═══ Records for this exercise ═══

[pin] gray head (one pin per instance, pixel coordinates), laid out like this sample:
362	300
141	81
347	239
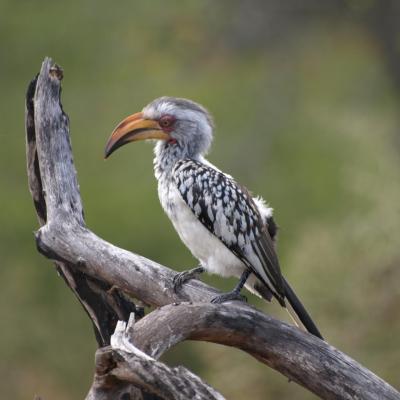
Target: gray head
191	125
179	124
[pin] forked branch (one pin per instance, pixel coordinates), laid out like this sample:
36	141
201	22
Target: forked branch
65	239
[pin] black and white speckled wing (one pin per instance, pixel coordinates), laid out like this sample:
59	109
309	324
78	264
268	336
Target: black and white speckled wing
228	211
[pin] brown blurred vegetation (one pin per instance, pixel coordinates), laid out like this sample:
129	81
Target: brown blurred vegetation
305	95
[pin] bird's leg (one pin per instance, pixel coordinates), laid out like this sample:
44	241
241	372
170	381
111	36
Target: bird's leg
235	293
182	277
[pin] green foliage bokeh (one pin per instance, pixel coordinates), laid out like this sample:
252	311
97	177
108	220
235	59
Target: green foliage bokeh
310	123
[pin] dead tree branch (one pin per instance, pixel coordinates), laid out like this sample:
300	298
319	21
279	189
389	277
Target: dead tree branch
65	239
125	364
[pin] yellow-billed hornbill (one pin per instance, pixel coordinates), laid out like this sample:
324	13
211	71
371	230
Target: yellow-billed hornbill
226	229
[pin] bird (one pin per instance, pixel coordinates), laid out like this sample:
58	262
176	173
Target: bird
229	231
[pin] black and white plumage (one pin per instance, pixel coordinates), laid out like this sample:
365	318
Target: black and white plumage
226	229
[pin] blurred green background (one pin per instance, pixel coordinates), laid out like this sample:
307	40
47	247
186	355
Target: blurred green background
306	99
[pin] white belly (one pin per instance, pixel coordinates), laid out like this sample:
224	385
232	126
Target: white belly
213	255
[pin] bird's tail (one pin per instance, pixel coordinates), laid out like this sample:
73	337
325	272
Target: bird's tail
297	311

═══

_Task statement_:
When copying the entries above, keep each word as it is and exclude any image.

_Solution for this exercise_:
[pin] gray head (one pin per instance, pixel coordinates), laid out like this sample:
362	300
141	81
347	239
Target: gray head
191	125
179	124
[pin] forked branch (one pin per instance, pixel coordinates), laid out like this sample:
36	141
201	22
Target: forked branch
65	239
[pin] black and white speckled wing (one pin per instance, pixel coordinates), laid out like this sample:
59	109
309	324
78	264
268	336
Target: black and white speckled wing
228	211
[pin] brown blurred vegetation (one pin per instance, pixel coordinates), laid out like this sample:
129	81
Target: brown blurred vegetation
305	95
[pin] bird's leg (one pin per instance, pixel coordinates), laid out like this sample:
44	241
241	372
170	381
111	36
Target: bird's leg
235	293
182	277
[pin] green foliage bokeh (one pin per instance, pixel coordinates), laid out like this sample:
252	311
97	177
108	220
235	59
Target: green foliage bokeh
310	123
[pin] dead tree branch (one pin per instance, pixel coordinates), laid out like this sample:
300	298
319	21
279	189
389	277
Target: dead tree branch
65	239
125	364
[pin] yellow-billed hornbill (one pin per instance, pixel coordinates), laid out like this sample:
324	13
211	71
371	230
Target: yellow-billed hornbill
226	229
[pin] bird (one pin per instance, pixel coordinates), laid out like this sample:
58	262
176	173
Target: bird
229	231
[pin] black and white plumage (one pin per instance, pixel coordinates), laid out like this sample:
365	318
Target: black and white plumage
226	229
[pin] blurred green background (one pin per instance, pixel coordinates), laid out like this sample:
307	40
47	247
186	355
Target: blurred green background
306	99
[pin] white belly (one pin per instance, pixel coordinates), laid out like this sample:
224	385
232	126
Target: white belly
213	255
[pin] bird's tail (one pin per instance, pixel coordinates), laid out like this sample:
73	337
325	272
Target: bird's tail
297	311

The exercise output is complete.